RECORDS FOR THIS EXERCISE »
══════════════════════════════
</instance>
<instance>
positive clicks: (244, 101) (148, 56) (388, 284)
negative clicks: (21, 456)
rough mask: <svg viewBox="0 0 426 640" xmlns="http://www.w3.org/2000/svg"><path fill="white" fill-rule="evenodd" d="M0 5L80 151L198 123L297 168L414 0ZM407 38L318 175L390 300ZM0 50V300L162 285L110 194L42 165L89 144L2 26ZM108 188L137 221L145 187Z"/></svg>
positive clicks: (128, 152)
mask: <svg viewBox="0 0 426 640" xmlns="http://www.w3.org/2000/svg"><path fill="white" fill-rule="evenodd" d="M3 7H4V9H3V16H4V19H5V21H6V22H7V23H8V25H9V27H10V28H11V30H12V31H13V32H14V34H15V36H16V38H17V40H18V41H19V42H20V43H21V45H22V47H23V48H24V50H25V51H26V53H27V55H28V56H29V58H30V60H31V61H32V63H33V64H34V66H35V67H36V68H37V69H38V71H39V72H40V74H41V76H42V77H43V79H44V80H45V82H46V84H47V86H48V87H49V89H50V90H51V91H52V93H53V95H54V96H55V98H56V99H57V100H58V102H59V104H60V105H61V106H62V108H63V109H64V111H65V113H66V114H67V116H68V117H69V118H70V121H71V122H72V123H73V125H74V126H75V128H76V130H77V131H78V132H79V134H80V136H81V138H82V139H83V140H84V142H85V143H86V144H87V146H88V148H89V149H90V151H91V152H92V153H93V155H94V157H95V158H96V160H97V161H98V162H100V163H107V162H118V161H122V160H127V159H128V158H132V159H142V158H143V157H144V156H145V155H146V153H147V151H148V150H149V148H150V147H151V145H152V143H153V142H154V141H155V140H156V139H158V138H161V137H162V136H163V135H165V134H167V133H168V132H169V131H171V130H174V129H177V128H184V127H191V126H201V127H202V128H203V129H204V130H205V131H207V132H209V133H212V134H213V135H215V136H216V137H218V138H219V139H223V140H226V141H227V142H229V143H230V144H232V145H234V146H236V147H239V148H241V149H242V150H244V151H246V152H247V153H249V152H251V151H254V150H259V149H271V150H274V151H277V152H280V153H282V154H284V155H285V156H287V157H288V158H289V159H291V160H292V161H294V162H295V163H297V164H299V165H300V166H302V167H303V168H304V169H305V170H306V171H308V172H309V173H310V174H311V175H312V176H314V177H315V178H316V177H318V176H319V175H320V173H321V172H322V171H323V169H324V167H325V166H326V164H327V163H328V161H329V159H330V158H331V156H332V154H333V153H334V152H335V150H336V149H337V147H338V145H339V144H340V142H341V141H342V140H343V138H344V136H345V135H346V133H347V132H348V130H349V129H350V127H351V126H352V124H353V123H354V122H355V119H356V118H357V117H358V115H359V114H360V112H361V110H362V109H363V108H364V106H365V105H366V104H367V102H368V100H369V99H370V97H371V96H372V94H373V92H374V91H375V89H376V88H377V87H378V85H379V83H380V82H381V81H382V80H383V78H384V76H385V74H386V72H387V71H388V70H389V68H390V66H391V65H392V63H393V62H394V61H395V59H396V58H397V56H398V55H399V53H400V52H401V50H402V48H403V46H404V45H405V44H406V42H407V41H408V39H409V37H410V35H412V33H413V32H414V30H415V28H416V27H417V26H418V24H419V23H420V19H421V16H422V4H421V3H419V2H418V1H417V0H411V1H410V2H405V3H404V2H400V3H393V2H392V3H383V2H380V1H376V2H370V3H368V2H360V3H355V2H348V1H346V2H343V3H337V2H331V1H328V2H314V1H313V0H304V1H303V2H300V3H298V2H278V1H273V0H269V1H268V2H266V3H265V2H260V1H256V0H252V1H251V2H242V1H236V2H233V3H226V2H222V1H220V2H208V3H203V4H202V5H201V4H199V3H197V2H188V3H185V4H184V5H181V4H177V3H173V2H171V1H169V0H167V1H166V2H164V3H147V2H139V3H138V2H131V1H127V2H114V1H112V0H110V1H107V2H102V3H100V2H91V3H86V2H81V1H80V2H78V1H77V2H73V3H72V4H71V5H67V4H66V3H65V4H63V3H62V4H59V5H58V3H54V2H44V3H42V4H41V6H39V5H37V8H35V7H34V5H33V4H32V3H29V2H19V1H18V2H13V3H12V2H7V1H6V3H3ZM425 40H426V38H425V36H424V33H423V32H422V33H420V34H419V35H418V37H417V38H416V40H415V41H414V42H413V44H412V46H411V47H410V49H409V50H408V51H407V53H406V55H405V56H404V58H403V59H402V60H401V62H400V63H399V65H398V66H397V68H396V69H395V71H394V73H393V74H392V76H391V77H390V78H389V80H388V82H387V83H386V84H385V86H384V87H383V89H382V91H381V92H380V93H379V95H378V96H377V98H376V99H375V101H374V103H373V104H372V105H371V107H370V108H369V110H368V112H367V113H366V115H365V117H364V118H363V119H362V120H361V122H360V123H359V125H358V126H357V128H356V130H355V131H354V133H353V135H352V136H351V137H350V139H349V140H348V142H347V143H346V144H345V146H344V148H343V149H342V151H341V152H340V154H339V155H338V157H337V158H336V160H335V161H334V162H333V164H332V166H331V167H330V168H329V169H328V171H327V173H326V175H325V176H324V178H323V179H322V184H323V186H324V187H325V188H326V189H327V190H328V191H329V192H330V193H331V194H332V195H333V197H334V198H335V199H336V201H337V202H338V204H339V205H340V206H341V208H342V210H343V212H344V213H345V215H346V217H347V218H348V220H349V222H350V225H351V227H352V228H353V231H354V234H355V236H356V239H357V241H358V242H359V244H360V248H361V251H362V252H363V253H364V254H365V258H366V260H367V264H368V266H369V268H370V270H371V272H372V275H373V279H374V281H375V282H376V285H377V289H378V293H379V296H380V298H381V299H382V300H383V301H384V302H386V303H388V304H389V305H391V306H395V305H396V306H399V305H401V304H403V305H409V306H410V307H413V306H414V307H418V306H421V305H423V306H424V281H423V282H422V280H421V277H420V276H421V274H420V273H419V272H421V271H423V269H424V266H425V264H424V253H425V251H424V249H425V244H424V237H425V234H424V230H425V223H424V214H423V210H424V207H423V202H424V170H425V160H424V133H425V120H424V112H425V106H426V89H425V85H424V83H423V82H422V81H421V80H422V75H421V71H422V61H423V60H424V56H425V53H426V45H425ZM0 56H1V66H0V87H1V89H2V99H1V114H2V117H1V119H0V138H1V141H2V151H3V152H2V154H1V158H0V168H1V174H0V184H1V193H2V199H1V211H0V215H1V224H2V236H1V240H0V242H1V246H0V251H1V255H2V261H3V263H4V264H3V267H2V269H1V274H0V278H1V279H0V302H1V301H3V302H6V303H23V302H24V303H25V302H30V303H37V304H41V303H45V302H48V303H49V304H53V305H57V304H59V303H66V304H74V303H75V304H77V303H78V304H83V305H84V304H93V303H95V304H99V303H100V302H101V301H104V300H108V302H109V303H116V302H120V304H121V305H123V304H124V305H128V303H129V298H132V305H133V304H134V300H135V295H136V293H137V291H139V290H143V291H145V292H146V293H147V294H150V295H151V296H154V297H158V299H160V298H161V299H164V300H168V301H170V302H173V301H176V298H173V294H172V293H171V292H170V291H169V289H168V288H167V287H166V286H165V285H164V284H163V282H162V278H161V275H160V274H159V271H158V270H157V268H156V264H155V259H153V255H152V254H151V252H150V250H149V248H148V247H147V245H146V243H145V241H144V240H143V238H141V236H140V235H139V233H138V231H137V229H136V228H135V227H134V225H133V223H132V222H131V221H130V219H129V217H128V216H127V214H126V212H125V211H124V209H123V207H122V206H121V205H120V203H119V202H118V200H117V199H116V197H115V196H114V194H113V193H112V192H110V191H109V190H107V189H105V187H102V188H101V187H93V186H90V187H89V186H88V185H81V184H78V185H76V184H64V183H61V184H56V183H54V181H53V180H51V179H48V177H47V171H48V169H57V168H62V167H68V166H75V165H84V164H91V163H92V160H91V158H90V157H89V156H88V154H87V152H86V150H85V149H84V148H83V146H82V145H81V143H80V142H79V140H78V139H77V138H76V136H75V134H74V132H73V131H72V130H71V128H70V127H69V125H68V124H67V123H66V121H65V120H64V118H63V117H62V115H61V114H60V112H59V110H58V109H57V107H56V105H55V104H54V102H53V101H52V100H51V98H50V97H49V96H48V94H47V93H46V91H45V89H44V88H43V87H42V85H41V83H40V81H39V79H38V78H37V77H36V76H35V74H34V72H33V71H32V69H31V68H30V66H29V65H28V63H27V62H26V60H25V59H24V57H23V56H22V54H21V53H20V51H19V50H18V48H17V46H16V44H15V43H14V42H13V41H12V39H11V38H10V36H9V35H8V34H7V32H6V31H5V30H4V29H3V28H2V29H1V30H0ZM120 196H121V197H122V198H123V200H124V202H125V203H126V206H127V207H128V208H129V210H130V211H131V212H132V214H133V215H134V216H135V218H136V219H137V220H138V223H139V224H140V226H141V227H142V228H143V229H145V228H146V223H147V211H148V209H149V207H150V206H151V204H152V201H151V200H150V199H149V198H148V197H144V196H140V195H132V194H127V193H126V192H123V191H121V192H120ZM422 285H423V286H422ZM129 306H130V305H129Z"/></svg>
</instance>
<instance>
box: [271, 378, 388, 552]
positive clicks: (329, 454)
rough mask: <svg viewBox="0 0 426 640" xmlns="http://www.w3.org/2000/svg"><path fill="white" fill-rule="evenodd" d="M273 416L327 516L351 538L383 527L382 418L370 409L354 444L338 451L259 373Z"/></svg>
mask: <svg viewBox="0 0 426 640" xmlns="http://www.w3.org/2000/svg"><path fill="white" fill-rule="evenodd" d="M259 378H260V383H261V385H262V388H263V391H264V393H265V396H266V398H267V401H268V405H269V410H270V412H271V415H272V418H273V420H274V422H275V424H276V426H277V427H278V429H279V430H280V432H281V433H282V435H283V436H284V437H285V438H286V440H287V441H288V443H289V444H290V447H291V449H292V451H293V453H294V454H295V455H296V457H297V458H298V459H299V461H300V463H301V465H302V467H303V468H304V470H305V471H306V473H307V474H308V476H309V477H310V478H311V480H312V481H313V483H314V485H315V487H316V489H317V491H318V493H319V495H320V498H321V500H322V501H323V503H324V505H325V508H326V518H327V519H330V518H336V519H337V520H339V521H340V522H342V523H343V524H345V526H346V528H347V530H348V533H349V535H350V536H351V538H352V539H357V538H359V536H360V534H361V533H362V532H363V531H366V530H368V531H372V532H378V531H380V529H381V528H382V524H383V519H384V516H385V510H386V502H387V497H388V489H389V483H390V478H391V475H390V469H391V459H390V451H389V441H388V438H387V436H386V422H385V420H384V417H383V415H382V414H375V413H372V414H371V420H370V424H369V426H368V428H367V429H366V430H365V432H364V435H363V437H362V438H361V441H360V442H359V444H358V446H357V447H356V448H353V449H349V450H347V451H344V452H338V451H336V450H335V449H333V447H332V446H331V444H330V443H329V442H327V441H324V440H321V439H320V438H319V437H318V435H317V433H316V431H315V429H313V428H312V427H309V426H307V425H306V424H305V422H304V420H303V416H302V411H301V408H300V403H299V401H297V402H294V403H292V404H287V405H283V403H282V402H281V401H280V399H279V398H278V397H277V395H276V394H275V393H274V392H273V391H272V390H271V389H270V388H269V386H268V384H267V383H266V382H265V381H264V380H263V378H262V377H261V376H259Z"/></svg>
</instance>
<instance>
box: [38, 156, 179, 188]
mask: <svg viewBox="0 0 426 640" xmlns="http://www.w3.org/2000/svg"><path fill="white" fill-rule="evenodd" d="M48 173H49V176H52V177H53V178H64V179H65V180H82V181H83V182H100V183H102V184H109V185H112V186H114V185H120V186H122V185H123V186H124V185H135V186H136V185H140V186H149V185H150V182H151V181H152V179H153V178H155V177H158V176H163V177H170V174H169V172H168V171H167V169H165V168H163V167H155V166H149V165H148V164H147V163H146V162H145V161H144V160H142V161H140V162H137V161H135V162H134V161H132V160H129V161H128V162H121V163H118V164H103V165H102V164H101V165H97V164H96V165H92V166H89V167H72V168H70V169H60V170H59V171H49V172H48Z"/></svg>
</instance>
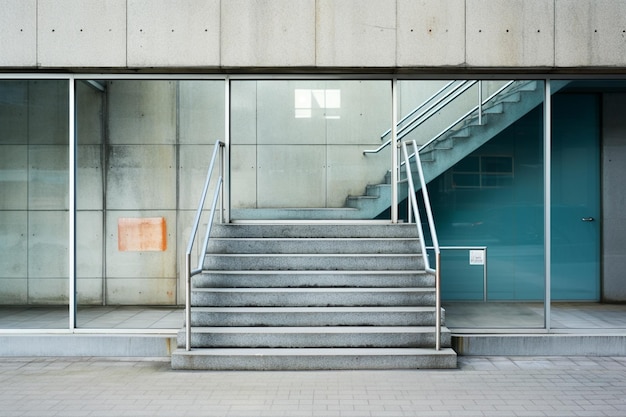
══════════════════════════════
Only the lines from the beginning of the material above through the line with "5L80 151L198 123L297" are wanted; extract them exactly.

</instance>
<instance>
positive clicks: (244, 101) (148, 56) (388, 284)
negative clicks: (21, 456)
rough mask: <svg viewBox="0 0 426 640" xmlns="http://www.w3.org/2000/svg"><path fill="white" fill-rule="evenodd" d="M0 5L80 151L198 123L297 168L414 0ZM407 38L318 175L390 300ZM0 50V300L162 285L110 194L42 165L89 144L2 26ZM108 188L137 221L145 187Z"/></svg>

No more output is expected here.